- [TASK OBJECTIVE]
Retype the passage of the punk song post from "WIthout a doubt, this" to "work from home.", keeping every word and punctuation mark unchanged.

This might be my favorite song of all time. It’s by a slightly obscure Chicago punk band called The Broadways, made up of a couple members from the more well-known ska band Slapstick. It’s got everything you want in a punk song. Palm mutes, open meedly-meedly parts, yelling, speed, a half-time breakdown, and impeccable synchronicity. I listen to this song when I’m sad, when I’m frustrated, when I’m in traffic, and when I need to inject high octane fuel into my veins. The soaring octave chords will always pick me back up again.

All on the streets, the signs read
Cheaper and better technology
This capitalist vision is my nightmare

Put up a sign in my face
What the fuck happened to this place?
I think we made a wrong turn
Look at the lovely concrete

I drove to my stupid job today
Got stopped at an intersection
Fifteen minutes of my life just rolled away

Looked at the guy next to me
He didn't look too happy
No one's happy, but everyone's too busy to see

Let's go shopping today
Drive our fancy cars to the fancy malls
And for lunch we'll have Big Macs

I wish I could turn the clock back
Back to when I was ten
When I wasn't scared of everything
And everything wasn't so fucking crowded

And I wonder if my kid will ever see the horizon
Untouched by billboards and shopping malls
And I wonder if this crazy world
Thinks I'm the one that's crazy

What if I'm the one who's crazy?
What if I'm the one who's crazy?
What if I'm the one who's crazy?
What if I'm the one who's crazy?
I'm not crazy, just frustrated

WIthout a doubt, this song from my teenage years subliminally shaped a lot of my views on what’s wrong with the world. Capitalist intrusions. Eyeball monetization. The always upgrade tech cycle. Why I hate crowds. And traffic. Life evaporating at a stop light seems like a criminal waste of humanity to me. This may subconsciously be part of why I work from home.

I’ll never live up to my punk rock ideals or my teenage self, but this song takes me back to them. Not to “when I was ten”, but to “when I was seventeen” for sure. Driving through big city Houston at night. Going to Food Not Bombs near the abandoned hospital. All it takes is the first verse and BOOM! I’m transported through time and I can see the world through my old anarcho-tinted glasses. It makes you want to smash systems and break concrete.

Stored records
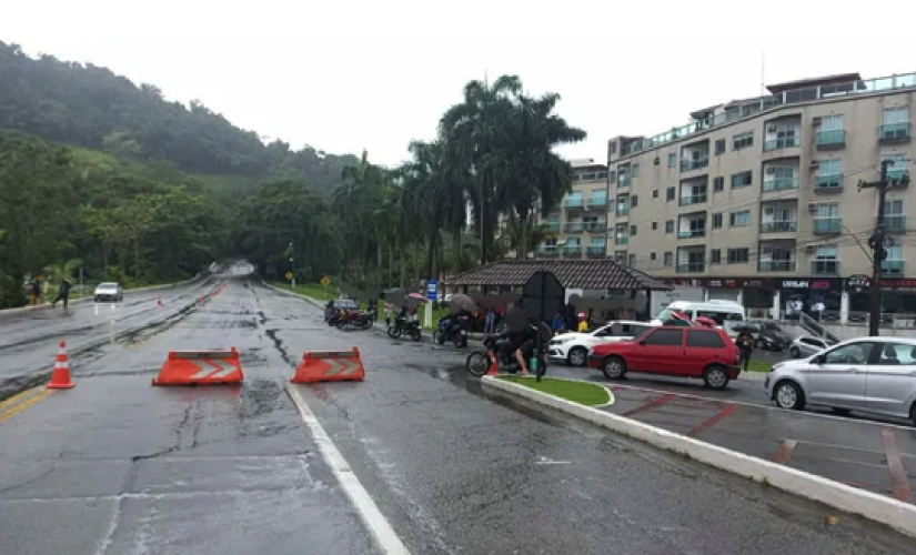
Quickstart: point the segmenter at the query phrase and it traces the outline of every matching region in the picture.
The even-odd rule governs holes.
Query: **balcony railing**
[[[677,232],[677,239],[705,238],[706,230],[682,230]]]
[[[846,130],[834,129],[832,131],[817,132],[817,148],[819,150],[838,149],[846,144]]]
[[[677,273],[703,272],[705,270],[705,262],[687,262],[686,264],[677,264]]]
[[[682,206],[689,206],[691,204],[699,204],[701,202],[706,202],[706,193],[688,194],[686,196],[681,196],[681,205]]]
[[[798,180],[797,179],[771,179],[764,181],[763,190],[765,193],[772,191],[794,191],[798,189]]]
[[[888,233],[906,233],[906,216],[900,214],[885,214],[884,228]]]
[[[779,150],[779,149],[792,149],[794,147],[802,145],[802,138],[798,135],[795,137],[783,137],[781,139],[771,139],[769,141],[764,141],[764,152],[769,152],[771,150]]]
[[[883,275],[903,275],[906,262],[903,260],[885,260],[880,263],[880,273]]]
[[[839,273],[838,260],[815,260],[811,263],[812,275],[836,275]]]
[[[708,158],[699,158],[697,160],[684,160],[681,162],[681,171],[689,172],[694,170],[699,170],[702,168],[706,168],[707,165],[709,165]]]
[[[758,272],[794,272],[795,261],[789,260],[772,260],[757,263]]]
[[[878,142],[903,142],[909,140],[910,123],[885,123],[878,128]]]
[[[839,218],[815,218],[815,233],[839,233],[843,229],[843,220]]]
[[[788,233],[798,231],[798,222],[764,222],[761,224],[761,233]]]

- [ANSWER TO THIS PROBLEM]
WIthout a doubt, this song from my teenage years subliminally shaped a lot of my views on what’s wrong with the world. Capitalist intrusions. Eyeball monetization. The always upgrade tech cycle. Why I hate crowds. And traffic. Life evaporating at a stop light seems like a criminal waste of humanity to me. This may subconsciously be part of why I work from home.